## [Input data]
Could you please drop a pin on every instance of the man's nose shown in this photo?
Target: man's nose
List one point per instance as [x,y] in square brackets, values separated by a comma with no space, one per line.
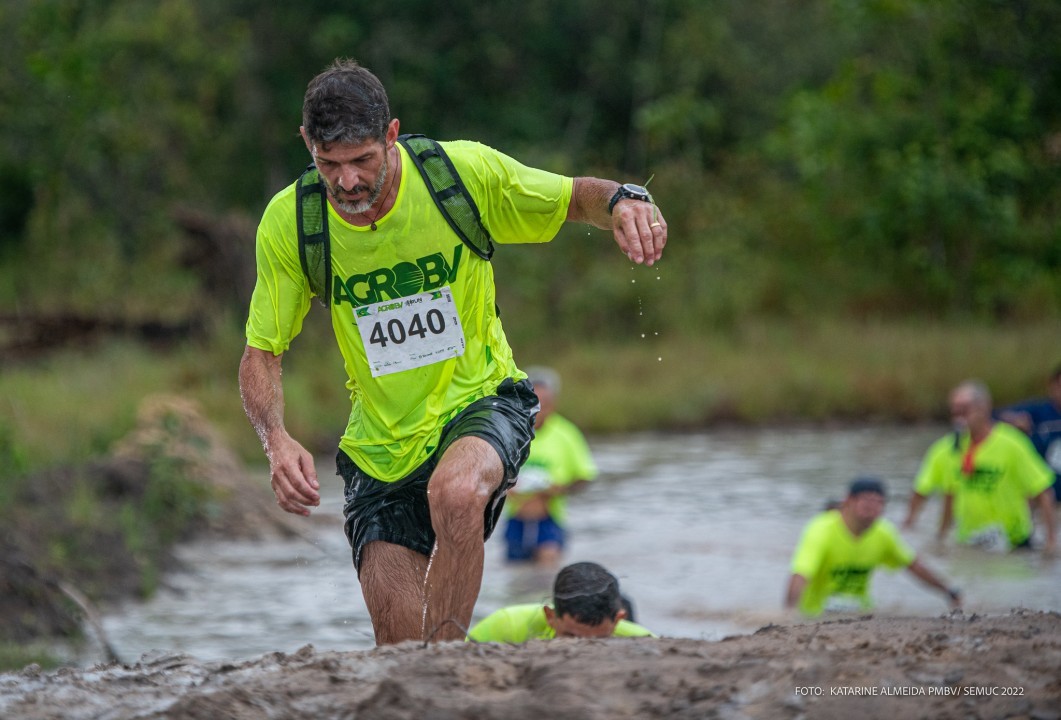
[347,178]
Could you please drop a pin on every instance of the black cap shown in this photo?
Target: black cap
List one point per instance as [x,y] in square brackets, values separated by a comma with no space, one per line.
[867,485]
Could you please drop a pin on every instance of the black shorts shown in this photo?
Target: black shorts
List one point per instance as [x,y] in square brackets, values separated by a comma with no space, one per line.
[398,512]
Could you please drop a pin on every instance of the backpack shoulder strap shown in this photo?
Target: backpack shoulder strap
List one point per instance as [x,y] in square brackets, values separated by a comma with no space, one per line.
[314,246]
[450,194]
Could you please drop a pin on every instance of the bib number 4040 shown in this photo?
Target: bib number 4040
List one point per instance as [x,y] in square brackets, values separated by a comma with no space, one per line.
[395,330]
[410,332]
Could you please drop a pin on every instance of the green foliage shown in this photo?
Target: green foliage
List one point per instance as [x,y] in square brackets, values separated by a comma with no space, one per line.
[926,161]
[884,158]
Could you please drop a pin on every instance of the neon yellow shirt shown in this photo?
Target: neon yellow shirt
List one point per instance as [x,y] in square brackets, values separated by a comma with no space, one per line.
[519,624]
[561,456]
[838,565]
[396,419]
[1006,472]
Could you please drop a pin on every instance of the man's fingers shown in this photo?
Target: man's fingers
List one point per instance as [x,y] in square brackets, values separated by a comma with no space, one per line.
[295,494]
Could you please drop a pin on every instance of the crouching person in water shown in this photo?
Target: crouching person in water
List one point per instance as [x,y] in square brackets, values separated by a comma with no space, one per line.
[839,549]
[586,603]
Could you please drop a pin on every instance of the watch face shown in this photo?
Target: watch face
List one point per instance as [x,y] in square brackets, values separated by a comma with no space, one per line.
[636,191]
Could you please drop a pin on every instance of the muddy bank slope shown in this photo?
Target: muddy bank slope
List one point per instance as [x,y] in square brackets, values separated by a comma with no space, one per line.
[948,667]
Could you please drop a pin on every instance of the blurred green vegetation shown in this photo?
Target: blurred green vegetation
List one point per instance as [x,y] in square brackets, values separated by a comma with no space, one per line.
[863,198]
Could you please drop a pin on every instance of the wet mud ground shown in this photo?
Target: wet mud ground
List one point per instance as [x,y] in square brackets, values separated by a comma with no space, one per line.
[954,666]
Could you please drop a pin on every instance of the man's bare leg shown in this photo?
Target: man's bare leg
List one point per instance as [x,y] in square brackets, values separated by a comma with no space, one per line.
[392,581]
[462,485]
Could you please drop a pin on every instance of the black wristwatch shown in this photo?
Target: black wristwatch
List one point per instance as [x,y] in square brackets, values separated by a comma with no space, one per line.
[631,192]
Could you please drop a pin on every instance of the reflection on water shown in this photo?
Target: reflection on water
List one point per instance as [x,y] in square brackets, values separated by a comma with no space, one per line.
[699,528]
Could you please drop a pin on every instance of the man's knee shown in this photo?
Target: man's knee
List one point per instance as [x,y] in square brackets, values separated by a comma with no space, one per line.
[463,485]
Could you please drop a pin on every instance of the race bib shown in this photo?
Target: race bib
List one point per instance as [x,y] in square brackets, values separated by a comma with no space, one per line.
[533,479]
[844,603]
[1054,456]
[410,332]
[991,539]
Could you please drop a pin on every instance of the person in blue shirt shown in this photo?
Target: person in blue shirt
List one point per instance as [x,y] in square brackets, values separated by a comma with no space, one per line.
[1041,419]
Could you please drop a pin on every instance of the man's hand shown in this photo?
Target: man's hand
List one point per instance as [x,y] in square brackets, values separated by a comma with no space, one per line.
[293,475]
[640,230]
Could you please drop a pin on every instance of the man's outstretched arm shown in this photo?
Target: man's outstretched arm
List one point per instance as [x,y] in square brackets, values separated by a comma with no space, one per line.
[927,577]
[292,472]
[638,226]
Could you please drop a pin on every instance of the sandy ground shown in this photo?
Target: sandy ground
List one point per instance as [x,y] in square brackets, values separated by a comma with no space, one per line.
[957,666]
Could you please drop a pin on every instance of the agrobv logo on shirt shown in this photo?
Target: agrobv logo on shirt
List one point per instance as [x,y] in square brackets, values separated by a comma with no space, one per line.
[411,332]
[402,280]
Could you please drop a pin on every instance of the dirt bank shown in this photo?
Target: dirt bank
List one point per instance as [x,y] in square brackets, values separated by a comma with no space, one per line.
[948,667]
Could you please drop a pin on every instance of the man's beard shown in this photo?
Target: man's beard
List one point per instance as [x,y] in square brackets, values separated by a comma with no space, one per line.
[365,205]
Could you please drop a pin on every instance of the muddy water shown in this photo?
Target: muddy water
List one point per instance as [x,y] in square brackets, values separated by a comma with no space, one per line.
[699,528]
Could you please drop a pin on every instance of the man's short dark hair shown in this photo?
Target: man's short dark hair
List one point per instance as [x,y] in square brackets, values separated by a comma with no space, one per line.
[861,485]
[346,103]
[588,593]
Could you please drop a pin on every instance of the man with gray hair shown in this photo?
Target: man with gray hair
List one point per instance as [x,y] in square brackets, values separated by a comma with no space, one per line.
[987,473]
[441,417]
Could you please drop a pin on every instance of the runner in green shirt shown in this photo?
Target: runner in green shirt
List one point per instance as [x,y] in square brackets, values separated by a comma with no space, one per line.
[839,550]
[586,603]
[987,473]
[560,464]
[440,417]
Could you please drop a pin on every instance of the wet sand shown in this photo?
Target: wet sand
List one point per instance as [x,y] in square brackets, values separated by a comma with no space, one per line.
[954,666]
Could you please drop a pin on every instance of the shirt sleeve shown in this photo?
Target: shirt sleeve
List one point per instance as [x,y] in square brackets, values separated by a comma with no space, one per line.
[898,552]
[933,476]
[518,204]
[281,296]
[507,625]
[1035,474]
[811,550]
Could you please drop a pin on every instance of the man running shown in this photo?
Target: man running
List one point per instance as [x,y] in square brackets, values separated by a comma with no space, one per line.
[440,417]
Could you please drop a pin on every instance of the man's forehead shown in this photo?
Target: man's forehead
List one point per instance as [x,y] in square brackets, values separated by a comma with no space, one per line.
[340,148]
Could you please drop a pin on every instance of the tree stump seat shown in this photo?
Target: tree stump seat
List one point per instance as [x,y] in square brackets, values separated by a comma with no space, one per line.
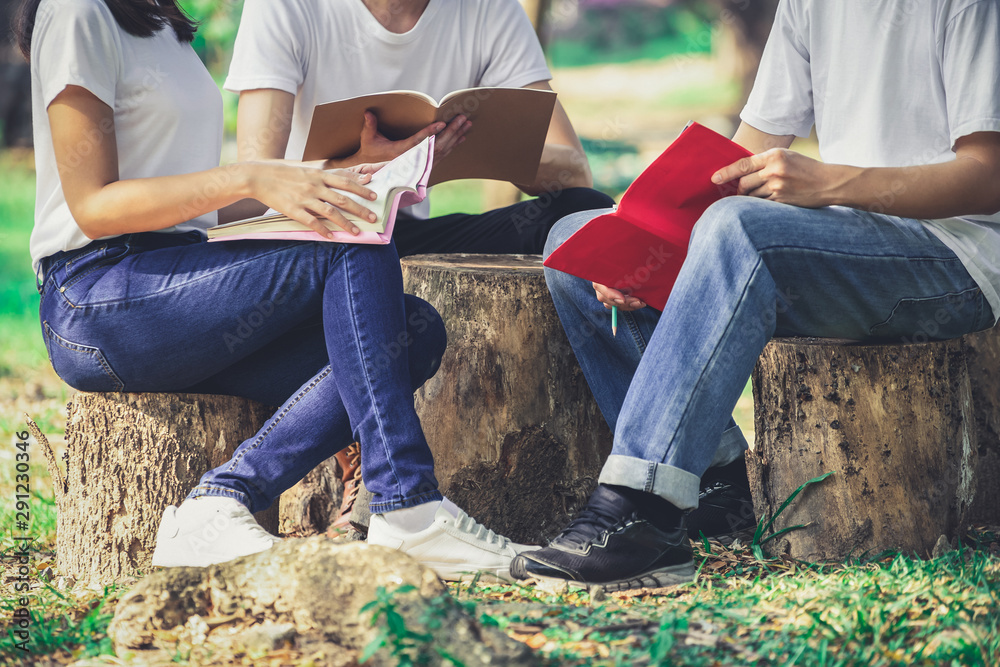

## [Directions for this task]
Rewrite every line from the line that contains "running shown in this photo?" through the end of the lines, both ends included and requests kept, multiplying each point coordinate in the answers by 1.15 and rounding to a whole number, halves up. Omit the pictures from your output.

## [Task result]
Could you please drop a pin on every instance of the man running shown in this photo?
Target: man running
List one point per instance as [x,y] in square brackets, values separated by a comma with no space, one per line.
[506,480]
Could you please drop a pin on every instance of the man's forehead shown in this photo?
Target: man's forehead
List one point per instance as [x,y] in square brackets, values separated by a comma with no space, one per line.
[391,170]
Could you please drop a pin on every instance of the tree stump seat shown in this photo?
Target: tree stump seat
List one point per instance as [x,y] in square brackets, values separated by a comma with no space, one per line.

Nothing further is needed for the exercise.